• Exercise instructions
Copy each of the following lines word for word.

** START OF Data supplied **

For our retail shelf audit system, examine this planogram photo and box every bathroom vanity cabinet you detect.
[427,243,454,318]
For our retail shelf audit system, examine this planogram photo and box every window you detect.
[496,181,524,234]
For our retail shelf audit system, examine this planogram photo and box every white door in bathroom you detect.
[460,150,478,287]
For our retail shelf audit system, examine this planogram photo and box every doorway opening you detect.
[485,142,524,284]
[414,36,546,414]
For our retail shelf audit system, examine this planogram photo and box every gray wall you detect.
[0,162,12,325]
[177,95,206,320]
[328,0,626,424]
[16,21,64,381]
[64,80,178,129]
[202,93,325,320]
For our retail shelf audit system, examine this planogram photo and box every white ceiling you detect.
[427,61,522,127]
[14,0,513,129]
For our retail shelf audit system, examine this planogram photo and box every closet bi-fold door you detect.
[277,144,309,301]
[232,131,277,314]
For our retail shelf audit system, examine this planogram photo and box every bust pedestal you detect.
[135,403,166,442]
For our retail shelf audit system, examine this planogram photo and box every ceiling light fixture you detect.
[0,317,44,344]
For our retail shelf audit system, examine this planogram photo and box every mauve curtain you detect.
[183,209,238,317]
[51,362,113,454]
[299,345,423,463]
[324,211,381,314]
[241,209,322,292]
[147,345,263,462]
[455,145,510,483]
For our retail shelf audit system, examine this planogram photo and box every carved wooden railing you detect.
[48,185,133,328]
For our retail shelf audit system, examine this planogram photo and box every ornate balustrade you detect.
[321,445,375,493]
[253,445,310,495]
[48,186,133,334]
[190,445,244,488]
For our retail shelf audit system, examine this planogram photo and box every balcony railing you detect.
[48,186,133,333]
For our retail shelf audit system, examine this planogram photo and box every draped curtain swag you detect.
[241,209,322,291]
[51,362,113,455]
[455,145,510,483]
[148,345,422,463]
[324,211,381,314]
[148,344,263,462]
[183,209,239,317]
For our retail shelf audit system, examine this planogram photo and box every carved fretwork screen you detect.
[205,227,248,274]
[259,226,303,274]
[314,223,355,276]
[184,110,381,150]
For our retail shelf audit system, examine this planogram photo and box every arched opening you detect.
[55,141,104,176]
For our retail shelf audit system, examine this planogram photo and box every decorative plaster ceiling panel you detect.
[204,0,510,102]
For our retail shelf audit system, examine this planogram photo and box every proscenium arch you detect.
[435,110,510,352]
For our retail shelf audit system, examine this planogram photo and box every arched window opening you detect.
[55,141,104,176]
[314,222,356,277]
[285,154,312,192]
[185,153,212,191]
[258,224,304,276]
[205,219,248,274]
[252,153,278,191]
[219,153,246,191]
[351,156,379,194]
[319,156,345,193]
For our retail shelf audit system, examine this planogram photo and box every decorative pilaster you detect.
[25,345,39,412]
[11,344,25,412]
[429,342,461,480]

** END OF Data supplied **

• Solution
For our retail shelf audit system, examine this planogram photo and box every bathroom vanity cabinet you detect.
[427,243,454,318]
For our retail shelf audit system, examine this planogram photo and box every window you detect.
[496,181,524,234]
For our retail shelf audit system, examine this planogram photo and box every white door in bathroom you detect.
[460,150,478,287]
For our retail shelf audit system, examine this planogram photo and box every doorway opening you detect.
[485,142,524,284]
[414,36,546,414]
For our retail shelf audit system, examine this planogram photo and box every gray wall you detect.
[0,162,12,325]
[177,95,206,320]
[328,0,626,424]
[16,21,64,381]
[64,80,178,129]
[202,93,325,320]
For our retail shelf audit system, examine this planogram photo and box every white ceiling you detect.
[427,61,522,127]
[14,0,513,129]
For our retail shelf audit system, examine this planogram photo and box every closet bi-fold door you detect.
[277,144,309,301]
[232,131,277,314]
For our retail shelf audit system, examine this planogram photo and box every bust pedestal you detect.
[135,403,166,442]
For our retail shelf audit system, examine this planogram photo and box every ceiling light fixture you detect.
[0,317,44,344]
For our retail shelf audit system, examine this planogram photo and box every mauve curtain you detect.
[183,209,238,317]
[51,362,113,454]
[299,345,423,463]
[324,211,381,314]
[241,209,322,292]
[147,345,263,462]
[455,145,510,483]
For our retail shelf audit system, examine this planogram photo and box every carved wooden railing you detect.
[48,185,133,328]
For our retail shelf audit system, examine this planogram photo and box every ornate balustrade you detect.
[321,445,375,493]
[253,445,310,495]
[48,186,133,334]
[190,445,244,488]
For our retail shelf audit system, examine this planogram photo and box every balcony railing you detect.
[48,186,133,333]
For our retail shelf audit system, examine this planogram photo and box every draped curtain swag you detect.
[241,209,322,291]
[51,362,113,455]
[455,145,510,483]
[148,345,422,463]
[324,211,381,314]
[148,344,263,462]
[183,209,239,317]
For our retail shelf audit system, examine this planogram photo and box every carved fretwork screen you detect.
[205,227,248,274]
[259,226,303,274]
[314,223,355,276]
[184,110,381,150]
For our retail shelf audit system, examine this planogram photo and box every arched opening you detect.
[55,141,104,176]
For our retail shelf audit system, examine this planogram photo and box every decorative plaster ceiling panel you detect.
[204,0,510,102]
For our retail shelf audit system, examine this planogram photo and box every proscenium arch you detect.
[435,110,510,352]
For our retail shelf audit system, examine this planogram photo and box every arched window opening you detect.
[55,141,104,176]
[314,222,356,277]
[285,154,312,192]
[185,153,212,191]
[258,224,304,276]
[205,219,248,274]
[252,153,278,191]
[219,153,246,191]
[351,156,379,194]
[319,156,345,193]
For our retail shelf audit system, examine this planogram photo and box every decorative pilaster you detect.
[25,345,39,412]
[11,344,25,412]
[429,342,461,480]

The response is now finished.